··· EXCERPTED PASSAGE ···

Face ID

Easily run face detection, landmark prediction, facial recognition, and attribute estimation in Rust via ONNX Runtime.

Features

Detection: Face detection using SCRFD. Coordinates are relative to image dimensions (0.0 to 1.0).
Landmarks: Predict 5 facial keypoints (eyes, nose, mouth) for alignment (also relative).
Recognition: Generate 512-d embeddings using ArcFace for identity verification.
Attributes: Estimate gender and age.
Automatic Alignment: Built-in transforms to align faces to the pose required by recognition models.
HF Integration: Automatically download pre-trained models from HuggingFace.

Usage

The FaceAnalyzer is the easiest way to use this crate. It handles the entire pipeline: detecting faces, aligning them, and running recognition/attribute models in batches.

use face_id::analyzer::FaceAnalyzer;

#[tokio::main]
async fn main() -> anyhow::Result<()> {
    // Initialize the analyzer (downloads models from HuggingFace on first run)
    let analyzer = FaceAnalyzer::from_hf().build().await?;

    let img = image::open("assets/img/crowd.jpg")?;
    let faces = analyzer.analyze(&img)?;

    for (i, face) in faces.iter().enumerate() {
        println!("Face #{}", i);
        println!("  Score: {:.2}", face.detection.score);
        println!("  BBox (relative): {:?}", face.detection.bbox);

        if let Some(ga) = &face.gender_age {
            println!("  Gender: {:?}, Age: {}", ga.gender, ga.age);
        }

        if let Some(emb) = &face.embedding {
            println!("  Embedding (first 5 dims): {:?}", &emb[..5]);
        }
    }

    Ok(())
}

Usage: Individual Components

You can also use the components individually if you don't need the full pipeline.

Face Detection only

The ScrfdDetector finds face bounding boxes when given an image. When using a _kps model, it also returns the location of the eyes, nose and mouth.

···

## GOAL
Reproduce the Face ID text between "Automatic Alignment: Built-in" and "models from HuggingFace.", inclusive, swapping "HuggingFace" for "Hugging Face".

··· RAW RECORDS ···

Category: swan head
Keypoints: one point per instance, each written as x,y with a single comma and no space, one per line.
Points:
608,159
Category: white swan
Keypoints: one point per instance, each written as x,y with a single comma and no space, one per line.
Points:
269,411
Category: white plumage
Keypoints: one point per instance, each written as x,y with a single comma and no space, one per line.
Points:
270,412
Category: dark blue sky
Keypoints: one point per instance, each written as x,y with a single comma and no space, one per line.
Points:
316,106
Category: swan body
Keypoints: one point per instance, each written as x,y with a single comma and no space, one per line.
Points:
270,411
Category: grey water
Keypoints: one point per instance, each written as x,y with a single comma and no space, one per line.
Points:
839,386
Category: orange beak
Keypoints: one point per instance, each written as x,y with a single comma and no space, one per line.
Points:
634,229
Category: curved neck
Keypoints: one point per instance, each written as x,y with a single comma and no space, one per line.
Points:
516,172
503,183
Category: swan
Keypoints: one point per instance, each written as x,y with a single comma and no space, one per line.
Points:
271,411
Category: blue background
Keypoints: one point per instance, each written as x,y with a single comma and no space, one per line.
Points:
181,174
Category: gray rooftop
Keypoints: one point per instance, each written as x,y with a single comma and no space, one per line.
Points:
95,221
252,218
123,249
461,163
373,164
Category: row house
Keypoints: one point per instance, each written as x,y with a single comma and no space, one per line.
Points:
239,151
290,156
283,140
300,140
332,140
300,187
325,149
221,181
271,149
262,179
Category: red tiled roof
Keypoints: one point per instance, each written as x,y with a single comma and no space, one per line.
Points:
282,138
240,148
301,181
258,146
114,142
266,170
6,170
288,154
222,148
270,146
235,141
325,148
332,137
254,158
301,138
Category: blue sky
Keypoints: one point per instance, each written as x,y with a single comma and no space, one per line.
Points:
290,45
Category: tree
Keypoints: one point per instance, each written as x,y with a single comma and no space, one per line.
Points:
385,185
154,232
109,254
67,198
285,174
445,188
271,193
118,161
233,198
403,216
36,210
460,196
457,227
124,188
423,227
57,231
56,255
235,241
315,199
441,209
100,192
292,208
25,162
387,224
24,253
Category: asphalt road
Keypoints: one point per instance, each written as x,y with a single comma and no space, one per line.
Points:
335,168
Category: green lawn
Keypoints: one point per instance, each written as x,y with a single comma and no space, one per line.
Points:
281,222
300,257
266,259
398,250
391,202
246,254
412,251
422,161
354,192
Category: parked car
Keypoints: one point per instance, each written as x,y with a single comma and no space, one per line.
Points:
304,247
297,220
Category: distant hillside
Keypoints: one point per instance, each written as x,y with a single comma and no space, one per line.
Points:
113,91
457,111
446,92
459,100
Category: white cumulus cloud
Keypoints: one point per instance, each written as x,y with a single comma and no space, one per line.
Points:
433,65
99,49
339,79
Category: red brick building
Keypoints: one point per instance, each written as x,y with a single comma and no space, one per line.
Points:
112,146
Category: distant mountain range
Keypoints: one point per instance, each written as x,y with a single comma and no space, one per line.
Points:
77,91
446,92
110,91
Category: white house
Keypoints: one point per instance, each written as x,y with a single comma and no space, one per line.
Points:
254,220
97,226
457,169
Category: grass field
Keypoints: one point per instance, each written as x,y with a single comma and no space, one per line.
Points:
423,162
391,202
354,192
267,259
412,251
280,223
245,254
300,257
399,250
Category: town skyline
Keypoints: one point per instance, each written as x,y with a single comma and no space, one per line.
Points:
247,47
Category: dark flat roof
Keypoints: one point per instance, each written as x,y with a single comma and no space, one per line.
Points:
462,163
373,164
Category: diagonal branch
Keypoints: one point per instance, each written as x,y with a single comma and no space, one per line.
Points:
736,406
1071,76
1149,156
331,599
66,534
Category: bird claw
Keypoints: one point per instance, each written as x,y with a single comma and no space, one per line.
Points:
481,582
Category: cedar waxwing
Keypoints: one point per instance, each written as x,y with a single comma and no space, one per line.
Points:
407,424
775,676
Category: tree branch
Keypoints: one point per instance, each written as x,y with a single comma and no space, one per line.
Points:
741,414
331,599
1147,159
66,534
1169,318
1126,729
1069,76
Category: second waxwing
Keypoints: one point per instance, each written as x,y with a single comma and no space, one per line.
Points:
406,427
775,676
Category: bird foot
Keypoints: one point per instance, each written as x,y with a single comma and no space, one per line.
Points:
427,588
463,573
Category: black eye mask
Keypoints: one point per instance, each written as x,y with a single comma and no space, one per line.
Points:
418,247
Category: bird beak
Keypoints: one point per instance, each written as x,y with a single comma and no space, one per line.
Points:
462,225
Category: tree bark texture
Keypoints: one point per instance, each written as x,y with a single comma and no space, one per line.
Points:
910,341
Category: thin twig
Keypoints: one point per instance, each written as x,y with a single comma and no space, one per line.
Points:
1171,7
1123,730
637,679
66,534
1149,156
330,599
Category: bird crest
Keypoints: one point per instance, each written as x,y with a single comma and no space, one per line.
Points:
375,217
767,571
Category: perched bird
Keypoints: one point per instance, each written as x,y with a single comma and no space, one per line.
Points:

···

## WRITTEN SOLUTION
Automatic Alignment: Built-in transforms to align faces to the pose required by recognition models.
HF Integration: Automatically download pre-trained models from Hugging Face.